++++ TEXT ++++

Background: In Parkinson's disease (PD), motor and cognitive impairments interact to affect functional performance adversely. A valid mobility test, the Four Square Step Test (FSST) involves multidirectional stepping over obstacles. FSST performance may also be associated with cognitive performance.
Objectives: This study determined the feasibility and reliability of an obstacle-based FSST in older individuals with versus without PD, and evaluated the association of PD performance of FSST with tests of cognition.
Methods: Thirty-one individuals with mild-moderate PD, evaluated while ON medications, completed the obstacle-based FSST, other mobility and cognitive measures. FSST performance was compared between a PD participant sub-set (n = 24) and 24 age-matched older adults. Data were analyzed with independent t-tests, correlations, and linear regression.

++++ RECORDS SUPPLIED ++++

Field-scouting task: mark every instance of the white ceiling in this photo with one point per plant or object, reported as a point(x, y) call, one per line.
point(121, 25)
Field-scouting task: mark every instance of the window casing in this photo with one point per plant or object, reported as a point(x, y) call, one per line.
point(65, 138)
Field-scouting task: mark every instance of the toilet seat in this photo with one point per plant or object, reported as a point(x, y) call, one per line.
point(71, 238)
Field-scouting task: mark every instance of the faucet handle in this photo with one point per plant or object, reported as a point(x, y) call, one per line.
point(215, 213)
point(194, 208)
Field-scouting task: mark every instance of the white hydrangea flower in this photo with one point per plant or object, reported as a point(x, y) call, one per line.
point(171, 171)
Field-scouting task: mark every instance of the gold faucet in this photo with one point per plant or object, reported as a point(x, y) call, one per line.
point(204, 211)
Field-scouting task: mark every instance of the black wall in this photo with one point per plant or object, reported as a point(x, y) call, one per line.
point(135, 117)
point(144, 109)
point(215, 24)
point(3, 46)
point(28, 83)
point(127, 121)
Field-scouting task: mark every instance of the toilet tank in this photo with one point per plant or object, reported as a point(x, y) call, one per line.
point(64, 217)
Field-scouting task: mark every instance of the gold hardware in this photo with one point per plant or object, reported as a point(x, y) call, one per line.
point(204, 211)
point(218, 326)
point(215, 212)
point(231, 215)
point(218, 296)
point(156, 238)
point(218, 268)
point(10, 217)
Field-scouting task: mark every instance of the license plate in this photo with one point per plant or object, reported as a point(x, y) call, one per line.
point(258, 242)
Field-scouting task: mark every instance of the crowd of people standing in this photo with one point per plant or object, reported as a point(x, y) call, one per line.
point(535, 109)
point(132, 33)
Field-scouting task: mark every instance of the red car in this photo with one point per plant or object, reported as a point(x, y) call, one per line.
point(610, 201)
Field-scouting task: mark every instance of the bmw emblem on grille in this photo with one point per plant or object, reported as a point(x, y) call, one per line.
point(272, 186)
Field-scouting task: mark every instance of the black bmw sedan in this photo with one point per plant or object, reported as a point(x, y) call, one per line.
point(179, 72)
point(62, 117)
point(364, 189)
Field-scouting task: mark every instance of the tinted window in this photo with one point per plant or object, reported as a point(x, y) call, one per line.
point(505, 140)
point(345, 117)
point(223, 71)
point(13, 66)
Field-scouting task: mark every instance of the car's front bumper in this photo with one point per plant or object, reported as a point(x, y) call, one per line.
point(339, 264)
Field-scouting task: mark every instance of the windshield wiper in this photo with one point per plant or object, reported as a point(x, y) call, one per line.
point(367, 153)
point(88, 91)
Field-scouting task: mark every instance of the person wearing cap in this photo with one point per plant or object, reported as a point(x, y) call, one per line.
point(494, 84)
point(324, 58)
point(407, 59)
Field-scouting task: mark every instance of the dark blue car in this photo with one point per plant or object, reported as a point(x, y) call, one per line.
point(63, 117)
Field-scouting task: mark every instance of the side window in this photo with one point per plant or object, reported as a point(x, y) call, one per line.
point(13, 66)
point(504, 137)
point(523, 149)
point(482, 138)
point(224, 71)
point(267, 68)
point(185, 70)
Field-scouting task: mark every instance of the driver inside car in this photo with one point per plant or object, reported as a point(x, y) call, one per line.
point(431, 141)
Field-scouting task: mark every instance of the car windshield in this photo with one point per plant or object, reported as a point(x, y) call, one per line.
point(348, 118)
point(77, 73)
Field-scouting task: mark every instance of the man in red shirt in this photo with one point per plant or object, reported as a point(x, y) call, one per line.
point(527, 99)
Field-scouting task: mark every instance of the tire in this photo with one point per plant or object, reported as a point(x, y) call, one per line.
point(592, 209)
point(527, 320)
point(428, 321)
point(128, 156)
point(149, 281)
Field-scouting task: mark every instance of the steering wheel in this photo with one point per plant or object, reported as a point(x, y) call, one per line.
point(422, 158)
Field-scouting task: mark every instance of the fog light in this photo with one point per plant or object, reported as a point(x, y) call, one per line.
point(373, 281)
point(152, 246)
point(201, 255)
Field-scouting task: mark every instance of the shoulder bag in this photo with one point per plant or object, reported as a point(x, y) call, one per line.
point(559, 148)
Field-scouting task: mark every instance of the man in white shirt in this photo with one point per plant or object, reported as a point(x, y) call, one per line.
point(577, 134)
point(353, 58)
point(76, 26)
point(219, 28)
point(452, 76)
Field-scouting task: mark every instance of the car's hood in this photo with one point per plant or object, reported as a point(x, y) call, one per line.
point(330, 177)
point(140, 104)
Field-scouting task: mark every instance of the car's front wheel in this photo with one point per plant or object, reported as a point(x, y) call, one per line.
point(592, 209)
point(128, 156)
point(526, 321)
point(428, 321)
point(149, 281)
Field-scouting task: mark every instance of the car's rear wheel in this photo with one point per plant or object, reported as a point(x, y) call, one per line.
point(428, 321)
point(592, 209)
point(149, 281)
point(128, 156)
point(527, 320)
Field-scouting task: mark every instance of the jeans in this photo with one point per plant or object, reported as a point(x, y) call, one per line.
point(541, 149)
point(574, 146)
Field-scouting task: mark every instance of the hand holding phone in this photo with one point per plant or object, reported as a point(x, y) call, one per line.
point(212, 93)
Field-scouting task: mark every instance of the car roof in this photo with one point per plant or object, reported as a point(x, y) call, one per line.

++++

Continue the abstract above on the Four Square Step Test in Parkinson's disease, starting right after its Methods section.

Results: Obstacle-based FSST was feasible and reliable within sessions in those with PD. Median best FSST time among individuals with PD was 11.72 s (9.99, 13.98) and FSST had concurrent validity with tests of mobility, and cognitive dual-tasking. Among cognitive tests, Trails Making Test B, which evaluates executive function, emerged as a sole contributor (49%) of variance. FSST performance did not differ between those with PD and older adults.
Conclusion: The obstacle-based FSST is feasible and reliable in those with PD. The relationship between cognitive status and performance on the FSST did not appear to be strongly disease-stage dependent. Using FSST in the clinic may help assess the health status of a motor-cognitive interaction in individuals with PD.
Keywords: Parkinson's disease; accidental falls; cognition; mobility limitation.